Text to read:
☆ ☆ ☆ ☆ ☆ ☆ ☆
PRESIDENT DONALD TRUMP drives journalism unlike any US president before him. Trump’s tweets send newsrooms scrambling to publish reaction pieces. His policy decisions and statements spur flurries of news analysis. Scandals new and old dominate headlines. But something’s lacking in a lot of Trump Administration coverage. Journalists often fail to show how the Trump presidency touches people’s everyday lives, and what that impact means as time passes.
The tentatively titled “Trump Diaries” podcast may offer a corrective. It taps US residents from across the political spectrum to show how the Trump presidency affects them in ways big and small, and then follows them as their stories evolve over time. The show is currently under development by a nationwide collective of journalists from the worlds of public radio and podcasts. So far, there’s a pilot done, with more episodes on the way. The producers are seeking donations and applying for grants, but “also talking to some of the usual suspects in podcasting” to give the program a home, says Project Director Jesse Dukes. Though he was mum on who he’s pitching, Dukes, 40, says he’s talked to his bosses at WBEZ 91.5 FM Chicago, and they are a potential partner.
Dukes describes the project as “an ongoing longitudinal, people’s history/documentary project.” A pilot for the podcast will premier on March 15 at the Public Newsroom, an initiative of City Bureau, a non-profit journalism lab based in the Woodlawn neighborhood on Chicago’s South Side.
Dukes got the idea for the podcast after Trump was elected in November 2016, as he observed people’s intense reactions to a Trump presidency and wondered how the same people might have viewed the prospect of having Trump in the White House a year prior.
☆ ☆ ☆ ☆ ☆ ☆ ☆
Data entries:
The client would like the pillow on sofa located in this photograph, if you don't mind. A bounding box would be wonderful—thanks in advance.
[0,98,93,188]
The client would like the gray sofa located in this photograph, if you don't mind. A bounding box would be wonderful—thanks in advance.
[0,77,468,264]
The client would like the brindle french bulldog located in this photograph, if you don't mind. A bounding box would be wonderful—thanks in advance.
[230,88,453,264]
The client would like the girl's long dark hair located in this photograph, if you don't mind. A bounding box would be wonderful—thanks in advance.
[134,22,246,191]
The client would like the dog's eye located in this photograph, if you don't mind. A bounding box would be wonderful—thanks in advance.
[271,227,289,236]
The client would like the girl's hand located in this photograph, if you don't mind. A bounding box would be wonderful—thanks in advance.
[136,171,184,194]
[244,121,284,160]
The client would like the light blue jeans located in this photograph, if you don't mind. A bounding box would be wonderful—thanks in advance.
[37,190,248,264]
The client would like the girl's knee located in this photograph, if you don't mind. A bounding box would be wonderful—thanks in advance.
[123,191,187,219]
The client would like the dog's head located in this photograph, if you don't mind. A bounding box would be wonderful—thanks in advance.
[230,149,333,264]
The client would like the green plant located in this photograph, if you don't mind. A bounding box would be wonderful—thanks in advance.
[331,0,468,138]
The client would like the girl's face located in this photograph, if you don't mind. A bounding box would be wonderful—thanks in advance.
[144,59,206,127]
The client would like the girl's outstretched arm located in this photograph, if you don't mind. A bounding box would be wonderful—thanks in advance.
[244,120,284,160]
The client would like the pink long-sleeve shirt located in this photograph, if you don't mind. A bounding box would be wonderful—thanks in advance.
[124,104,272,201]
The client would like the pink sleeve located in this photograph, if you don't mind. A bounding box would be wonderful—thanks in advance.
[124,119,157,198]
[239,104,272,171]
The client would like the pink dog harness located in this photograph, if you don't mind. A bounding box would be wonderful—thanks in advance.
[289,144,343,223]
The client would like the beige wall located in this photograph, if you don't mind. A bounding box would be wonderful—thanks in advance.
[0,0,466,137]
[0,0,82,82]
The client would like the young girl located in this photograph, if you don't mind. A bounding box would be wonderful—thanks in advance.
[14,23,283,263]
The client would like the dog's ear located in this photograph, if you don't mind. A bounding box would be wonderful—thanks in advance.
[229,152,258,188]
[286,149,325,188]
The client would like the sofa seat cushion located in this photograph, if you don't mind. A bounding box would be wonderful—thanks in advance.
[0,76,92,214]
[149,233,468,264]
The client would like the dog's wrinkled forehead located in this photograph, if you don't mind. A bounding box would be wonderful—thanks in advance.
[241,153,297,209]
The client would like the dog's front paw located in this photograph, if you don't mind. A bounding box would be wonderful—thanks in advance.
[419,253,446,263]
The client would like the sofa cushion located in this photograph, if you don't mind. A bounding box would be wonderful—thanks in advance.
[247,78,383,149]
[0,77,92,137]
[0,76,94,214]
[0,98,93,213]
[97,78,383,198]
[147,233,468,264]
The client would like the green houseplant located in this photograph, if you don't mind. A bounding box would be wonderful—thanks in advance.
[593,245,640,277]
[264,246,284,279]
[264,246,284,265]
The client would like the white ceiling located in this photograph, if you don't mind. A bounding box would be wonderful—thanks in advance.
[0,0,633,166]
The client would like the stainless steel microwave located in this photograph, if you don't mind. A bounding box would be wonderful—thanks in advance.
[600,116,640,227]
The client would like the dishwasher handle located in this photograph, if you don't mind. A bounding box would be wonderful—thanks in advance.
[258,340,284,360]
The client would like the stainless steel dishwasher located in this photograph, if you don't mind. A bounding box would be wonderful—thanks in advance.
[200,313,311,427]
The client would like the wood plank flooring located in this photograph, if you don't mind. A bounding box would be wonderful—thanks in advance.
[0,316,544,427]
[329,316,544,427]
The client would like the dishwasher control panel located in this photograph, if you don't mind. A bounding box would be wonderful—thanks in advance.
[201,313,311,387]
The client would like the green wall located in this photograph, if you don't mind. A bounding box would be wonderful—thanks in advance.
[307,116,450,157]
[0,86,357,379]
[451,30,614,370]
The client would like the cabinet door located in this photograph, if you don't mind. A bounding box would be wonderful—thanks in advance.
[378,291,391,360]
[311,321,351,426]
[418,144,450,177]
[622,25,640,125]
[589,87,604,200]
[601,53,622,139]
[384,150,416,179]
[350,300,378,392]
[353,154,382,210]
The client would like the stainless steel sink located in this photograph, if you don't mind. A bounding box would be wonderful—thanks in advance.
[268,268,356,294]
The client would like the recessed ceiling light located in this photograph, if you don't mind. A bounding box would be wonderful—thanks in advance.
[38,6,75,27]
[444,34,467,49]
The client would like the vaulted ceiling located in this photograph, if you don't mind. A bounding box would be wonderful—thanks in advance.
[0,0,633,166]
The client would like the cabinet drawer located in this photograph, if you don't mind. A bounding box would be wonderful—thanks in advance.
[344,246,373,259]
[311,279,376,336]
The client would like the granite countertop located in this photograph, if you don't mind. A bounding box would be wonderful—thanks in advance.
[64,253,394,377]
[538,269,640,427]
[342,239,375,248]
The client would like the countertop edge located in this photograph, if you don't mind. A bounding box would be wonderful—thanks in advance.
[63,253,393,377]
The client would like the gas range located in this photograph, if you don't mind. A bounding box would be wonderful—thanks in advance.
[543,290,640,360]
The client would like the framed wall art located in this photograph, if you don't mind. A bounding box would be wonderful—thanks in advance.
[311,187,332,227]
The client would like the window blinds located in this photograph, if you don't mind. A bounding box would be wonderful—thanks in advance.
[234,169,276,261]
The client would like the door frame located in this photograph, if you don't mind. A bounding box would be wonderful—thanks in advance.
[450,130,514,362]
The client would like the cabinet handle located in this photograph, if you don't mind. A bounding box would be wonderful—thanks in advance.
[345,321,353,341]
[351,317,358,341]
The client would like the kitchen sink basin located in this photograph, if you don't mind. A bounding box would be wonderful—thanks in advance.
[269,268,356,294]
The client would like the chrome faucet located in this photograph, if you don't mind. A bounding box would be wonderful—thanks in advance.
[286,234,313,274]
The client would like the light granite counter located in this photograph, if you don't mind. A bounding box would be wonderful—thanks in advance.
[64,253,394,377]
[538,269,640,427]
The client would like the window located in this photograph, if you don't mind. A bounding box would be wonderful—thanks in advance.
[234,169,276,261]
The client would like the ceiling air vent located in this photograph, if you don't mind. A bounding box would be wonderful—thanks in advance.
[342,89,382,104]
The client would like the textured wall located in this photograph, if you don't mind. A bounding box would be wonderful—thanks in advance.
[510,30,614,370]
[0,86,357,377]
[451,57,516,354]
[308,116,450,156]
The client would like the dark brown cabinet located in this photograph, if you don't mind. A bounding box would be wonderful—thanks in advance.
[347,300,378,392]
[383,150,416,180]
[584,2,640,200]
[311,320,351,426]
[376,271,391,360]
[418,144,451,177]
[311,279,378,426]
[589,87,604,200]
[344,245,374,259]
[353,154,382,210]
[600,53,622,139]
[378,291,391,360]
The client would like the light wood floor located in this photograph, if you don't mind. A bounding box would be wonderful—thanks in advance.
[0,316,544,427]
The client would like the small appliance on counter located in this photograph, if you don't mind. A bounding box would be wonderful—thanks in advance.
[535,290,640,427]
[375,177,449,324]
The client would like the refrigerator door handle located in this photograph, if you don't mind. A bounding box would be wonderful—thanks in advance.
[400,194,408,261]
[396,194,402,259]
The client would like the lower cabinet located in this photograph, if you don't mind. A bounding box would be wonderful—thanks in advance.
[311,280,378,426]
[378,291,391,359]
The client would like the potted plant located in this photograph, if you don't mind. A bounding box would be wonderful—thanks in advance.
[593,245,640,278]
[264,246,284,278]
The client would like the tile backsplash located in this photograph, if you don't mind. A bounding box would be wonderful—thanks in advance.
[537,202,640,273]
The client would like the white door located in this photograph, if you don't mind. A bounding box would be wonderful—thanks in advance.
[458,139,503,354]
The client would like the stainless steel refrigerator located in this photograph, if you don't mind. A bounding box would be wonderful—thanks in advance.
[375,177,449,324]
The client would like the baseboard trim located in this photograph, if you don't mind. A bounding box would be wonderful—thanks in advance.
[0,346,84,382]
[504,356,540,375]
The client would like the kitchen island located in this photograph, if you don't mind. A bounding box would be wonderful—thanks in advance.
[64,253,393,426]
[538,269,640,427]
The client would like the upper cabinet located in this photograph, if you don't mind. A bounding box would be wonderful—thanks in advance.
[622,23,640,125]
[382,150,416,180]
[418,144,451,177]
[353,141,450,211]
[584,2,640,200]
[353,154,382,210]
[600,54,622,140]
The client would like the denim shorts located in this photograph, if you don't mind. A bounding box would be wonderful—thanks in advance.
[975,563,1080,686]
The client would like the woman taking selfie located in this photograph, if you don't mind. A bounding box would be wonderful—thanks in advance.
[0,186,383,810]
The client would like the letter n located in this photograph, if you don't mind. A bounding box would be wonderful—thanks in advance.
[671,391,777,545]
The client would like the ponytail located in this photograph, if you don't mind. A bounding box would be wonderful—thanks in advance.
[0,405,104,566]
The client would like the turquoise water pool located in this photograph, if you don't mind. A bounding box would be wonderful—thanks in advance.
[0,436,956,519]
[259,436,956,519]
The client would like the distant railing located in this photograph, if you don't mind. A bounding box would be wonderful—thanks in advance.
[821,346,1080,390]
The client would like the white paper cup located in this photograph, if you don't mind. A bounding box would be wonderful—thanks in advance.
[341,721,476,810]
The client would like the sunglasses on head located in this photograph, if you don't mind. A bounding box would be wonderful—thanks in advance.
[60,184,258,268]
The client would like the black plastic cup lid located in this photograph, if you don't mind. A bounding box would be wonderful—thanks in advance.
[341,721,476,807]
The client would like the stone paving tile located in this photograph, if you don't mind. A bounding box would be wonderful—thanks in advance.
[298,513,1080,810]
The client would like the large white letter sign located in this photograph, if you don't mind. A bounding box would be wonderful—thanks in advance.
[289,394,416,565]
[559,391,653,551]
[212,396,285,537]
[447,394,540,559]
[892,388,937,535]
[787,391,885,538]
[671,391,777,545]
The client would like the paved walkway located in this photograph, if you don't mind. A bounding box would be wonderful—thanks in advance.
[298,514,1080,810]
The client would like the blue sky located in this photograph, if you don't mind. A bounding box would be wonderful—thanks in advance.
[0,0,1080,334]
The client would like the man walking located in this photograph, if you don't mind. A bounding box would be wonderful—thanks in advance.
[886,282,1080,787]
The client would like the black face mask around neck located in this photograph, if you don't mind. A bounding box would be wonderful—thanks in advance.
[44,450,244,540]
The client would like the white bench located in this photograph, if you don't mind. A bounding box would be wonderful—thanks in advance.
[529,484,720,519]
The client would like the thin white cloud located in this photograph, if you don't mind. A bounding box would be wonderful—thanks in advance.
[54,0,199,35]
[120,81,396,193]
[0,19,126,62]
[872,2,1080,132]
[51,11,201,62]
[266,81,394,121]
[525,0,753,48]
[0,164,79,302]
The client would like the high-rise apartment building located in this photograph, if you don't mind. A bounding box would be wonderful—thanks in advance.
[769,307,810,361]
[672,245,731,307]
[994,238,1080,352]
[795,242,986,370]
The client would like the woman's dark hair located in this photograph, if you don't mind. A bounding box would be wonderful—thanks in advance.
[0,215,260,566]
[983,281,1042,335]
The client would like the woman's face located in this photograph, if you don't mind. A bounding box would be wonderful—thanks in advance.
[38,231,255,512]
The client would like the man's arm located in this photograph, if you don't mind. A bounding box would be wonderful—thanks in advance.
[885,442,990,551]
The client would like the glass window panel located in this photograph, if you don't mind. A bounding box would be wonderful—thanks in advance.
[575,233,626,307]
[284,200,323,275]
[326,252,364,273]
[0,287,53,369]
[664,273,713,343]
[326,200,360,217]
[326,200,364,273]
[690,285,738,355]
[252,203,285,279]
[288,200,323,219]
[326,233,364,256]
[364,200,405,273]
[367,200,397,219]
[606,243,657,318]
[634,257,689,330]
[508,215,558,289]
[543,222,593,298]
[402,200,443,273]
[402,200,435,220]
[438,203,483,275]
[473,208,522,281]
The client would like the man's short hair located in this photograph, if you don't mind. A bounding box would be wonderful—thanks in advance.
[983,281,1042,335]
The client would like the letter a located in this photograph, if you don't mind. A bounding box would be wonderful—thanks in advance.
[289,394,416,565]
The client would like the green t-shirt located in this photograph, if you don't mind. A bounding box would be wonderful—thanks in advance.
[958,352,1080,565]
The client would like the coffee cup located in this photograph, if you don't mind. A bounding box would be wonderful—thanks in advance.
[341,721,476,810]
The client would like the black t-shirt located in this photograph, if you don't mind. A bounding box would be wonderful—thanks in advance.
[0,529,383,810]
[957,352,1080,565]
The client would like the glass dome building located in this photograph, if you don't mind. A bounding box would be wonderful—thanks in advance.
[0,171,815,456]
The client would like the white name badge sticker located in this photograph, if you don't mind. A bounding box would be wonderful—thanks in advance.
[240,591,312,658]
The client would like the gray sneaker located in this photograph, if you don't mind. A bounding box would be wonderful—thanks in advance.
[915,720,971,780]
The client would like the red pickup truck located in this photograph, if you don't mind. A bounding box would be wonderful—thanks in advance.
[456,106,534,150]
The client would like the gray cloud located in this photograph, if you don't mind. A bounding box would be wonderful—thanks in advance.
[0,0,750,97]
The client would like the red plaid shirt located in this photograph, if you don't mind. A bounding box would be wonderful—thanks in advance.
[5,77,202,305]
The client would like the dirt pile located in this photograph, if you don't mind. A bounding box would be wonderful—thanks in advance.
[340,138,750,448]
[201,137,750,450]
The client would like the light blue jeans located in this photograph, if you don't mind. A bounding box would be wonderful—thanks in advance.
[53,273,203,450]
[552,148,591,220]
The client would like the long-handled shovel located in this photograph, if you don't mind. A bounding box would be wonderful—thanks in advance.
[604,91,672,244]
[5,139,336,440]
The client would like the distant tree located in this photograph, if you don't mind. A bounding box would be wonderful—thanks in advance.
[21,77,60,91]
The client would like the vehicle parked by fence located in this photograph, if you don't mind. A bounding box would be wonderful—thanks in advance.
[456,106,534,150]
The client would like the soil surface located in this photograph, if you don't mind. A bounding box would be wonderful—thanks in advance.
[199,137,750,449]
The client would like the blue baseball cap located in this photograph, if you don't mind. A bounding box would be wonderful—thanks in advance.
☆ ☆ ☆ ☆ ☆ ☆ ☆
Given request: Reproduce the part of the article above about the "Trump Diaries" podcast that begins with the words "Dukes describes the" and ends with "Chicago’s South Side.".

Exercise solution:
Dukes describes the project as “an ongoing longitudinal, people’s history/documentary project.” A pilot for the podcast will premier on March 15 at the Public Newsroom, an initiative of City Bureau, a non-profit journalism lab based in the Woodlawn neighborhood on Chicago’s South Side.